**Stated task**
Shift every coordinate in the answers by adding 91 to both the x and y values, and rewrite the data below with the requests unchanged. Begin at the start of the data and stop after the line that contains "point(60, 802)".

-- START OF Task inputs --

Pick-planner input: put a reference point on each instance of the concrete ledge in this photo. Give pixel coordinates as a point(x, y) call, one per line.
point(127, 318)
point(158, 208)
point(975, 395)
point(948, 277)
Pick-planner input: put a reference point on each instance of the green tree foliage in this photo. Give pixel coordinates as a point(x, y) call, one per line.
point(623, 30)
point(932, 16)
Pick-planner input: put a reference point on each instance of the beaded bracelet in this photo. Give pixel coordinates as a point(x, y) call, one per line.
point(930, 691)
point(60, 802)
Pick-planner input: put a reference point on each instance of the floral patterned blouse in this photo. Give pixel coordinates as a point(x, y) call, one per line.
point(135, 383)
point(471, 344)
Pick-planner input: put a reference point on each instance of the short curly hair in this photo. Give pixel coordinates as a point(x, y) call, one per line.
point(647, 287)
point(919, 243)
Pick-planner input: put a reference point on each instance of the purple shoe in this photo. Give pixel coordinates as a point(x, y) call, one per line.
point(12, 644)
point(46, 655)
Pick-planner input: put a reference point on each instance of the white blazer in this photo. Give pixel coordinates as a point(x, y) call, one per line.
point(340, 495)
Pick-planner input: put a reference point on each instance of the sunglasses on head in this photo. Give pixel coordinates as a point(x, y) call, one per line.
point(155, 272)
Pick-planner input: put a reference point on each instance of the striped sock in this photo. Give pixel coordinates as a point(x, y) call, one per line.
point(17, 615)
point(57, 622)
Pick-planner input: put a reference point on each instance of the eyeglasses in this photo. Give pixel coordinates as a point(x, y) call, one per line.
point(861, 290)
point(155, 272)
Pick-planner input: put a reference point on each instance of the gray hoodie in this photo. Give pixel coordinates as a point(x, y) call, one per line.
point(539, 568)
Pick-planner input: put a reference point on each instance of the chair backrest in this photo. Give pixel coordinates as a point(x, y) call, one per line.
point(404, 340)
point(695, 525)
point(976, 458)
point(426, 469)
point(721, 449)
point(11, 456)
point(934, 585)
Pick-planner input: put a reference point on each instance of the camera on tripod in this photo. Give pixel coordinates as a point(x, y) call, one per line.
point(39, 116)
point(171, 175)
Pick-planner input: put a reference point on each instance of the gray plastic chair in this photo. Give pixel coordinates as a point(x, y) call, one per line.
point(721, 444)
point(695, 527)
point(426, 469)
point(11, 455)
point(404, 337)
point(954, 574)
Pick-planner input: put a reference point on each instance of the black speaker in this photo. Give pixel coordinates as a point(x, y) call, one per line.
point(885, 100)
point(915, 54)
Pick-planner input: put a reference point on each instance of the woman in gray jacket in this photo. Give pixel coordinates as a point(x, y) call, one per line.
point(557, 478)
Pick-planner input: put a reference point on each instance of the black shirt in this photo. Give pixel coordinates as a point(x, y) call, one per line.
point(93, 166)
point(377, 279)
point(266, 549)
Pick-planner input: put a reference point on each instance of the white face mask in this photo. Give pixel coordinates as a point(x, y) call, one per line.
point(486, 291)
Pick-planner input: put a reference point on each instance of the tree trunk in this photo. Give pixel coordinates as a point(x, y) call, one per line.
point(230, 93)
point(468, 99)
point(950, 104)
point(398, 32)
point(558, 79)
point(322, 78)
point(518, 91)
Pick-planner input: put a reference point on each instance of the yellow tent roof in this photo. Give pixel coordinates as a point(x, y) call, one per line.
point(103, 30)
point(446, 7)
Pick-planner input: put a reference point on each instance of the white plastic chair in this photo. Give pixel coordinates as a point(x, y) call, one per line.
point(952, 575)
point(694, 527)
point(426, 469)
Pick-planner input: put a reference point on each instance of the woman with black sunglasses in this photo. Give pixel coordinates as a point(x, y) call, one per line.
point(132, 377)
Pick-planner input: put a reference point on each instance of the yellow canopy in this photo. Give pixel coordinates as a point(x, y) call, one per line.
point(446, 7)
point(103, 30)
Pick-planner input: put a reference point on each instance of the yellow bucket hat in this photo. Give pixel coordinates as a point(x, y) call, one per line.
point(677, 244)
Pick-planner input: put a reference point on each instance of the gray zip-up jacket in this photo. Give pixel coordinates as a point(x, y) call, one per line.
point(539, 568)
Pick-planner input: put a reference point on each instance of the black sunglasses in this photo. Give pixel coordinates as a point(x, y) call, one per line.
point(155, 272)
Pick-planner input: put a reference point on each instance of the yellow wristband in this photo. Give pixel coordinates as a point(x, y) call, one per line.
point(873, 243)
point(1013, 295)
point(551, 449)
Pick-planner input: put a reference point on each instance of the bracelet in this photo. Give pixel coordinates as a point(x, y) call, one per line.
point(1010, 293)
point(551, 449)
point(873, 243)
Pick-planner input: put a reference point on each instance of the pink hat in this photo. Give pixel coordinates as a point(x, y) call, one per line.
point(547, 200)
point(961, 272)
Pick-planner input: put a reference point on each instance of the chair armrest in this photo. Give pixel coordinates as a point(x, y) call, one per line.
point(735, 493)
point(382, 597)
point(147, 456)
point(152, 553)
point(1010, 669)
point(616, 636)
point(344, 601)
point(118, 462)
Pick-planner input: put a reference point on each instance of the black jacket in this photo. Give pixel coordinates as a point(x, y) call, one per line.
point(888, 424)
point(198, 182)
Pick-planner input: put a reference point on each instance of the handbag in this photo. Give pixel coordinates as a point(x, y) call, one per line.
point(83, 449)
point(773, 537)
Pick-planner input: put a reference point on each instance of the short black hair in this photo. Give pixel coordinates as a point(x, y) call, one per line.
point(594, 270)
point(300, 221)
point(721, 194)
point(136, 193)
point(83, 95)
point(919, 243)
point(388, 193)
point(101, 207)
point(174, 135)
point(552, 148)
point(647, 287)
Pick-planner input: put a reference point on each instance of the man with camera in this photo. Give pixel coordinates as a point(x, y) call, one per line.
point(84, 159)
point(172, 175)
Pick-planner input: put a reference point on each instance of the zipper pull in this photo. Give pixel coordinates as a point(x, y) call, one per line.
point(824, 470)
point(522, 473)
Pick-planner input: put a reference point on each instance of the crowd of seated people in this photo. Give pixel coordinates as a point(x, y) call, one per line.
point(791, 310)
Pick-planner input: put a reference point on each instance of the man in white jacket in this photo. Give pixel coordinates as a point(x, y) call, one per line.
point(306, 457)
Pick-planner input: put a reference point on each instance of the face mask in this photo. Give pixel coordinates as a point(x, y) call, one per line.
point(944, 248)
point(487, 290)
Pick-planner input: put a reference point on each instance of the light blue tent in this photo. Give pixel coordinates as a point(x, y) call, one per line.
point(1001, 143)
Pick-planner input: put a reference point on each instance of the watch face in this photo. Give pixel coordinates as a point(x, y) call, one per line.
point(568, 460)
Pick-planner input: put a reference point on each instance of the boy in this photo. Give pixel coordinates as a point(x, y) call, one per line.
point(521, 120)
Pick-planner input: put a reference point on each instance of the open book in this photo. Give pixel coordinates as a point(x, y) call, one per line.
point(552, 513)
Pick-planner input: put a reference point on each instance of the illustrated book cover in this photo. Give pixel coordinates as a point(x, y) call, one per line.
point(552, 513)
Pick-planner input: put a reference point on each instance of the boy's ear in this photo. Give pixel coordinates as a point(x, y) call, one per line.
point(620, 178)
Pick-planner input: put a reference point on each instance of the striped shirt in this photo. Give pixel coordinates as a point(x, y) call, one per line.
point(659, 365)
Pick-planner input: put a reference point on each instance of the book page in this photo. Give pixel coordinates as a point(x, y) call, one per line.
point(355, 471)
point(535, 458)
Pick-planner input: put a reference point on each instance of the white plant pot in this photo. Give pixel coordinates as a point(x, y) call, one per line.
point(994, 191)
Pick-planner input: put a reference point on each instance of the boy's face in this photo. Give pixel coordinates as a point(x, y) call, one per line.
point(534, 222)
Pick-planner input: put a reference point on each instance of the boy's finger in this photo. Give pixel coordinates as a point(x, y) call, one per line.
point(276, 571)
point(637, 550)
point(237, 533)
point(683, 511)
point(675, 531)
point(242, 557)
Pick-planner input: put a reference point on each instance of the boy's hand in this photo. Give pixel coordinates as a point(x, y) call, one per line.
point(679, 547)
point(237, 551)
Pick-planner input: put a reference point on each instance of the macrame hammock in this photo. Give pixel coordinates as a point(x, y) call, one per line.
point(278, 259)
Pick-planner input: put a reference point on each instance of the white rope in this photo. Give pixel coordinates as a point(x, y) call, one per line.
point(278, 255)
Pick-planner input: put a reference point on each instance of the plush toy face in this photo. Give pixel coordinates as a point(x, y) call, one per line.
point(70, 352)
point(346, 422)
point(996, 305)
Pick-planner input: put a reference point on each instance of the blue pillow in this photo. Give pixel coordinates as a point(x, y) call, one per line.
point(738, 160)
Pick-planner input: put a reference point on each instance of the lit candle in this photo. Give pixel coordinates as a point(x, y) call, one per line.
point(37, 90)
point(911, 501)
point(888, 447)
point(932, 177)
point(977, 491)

-- END OF Task inputs --

**Correct response**
Pick-planner input: put a reference point on each instance of the concrete ledge in this photo. Give pixel coordinates as a point(x, y) call, one per line.
point(218, 409)
point(249, 299)
point(1066, 486)
point(1039, 368)
Pick-planner input: put a reference point on each instance of the green tree foliage in this photo. Give pixel coordinates as a point(x, y) call, one per line.
point(714, 121)
point(1023, 107)
Pick-planner input: put a reference point on each instance of the beaded bracelet in this photo. Give pixel coordinates as a point(x, y) call, one per line.
point(1021, 782)
point(151, 893)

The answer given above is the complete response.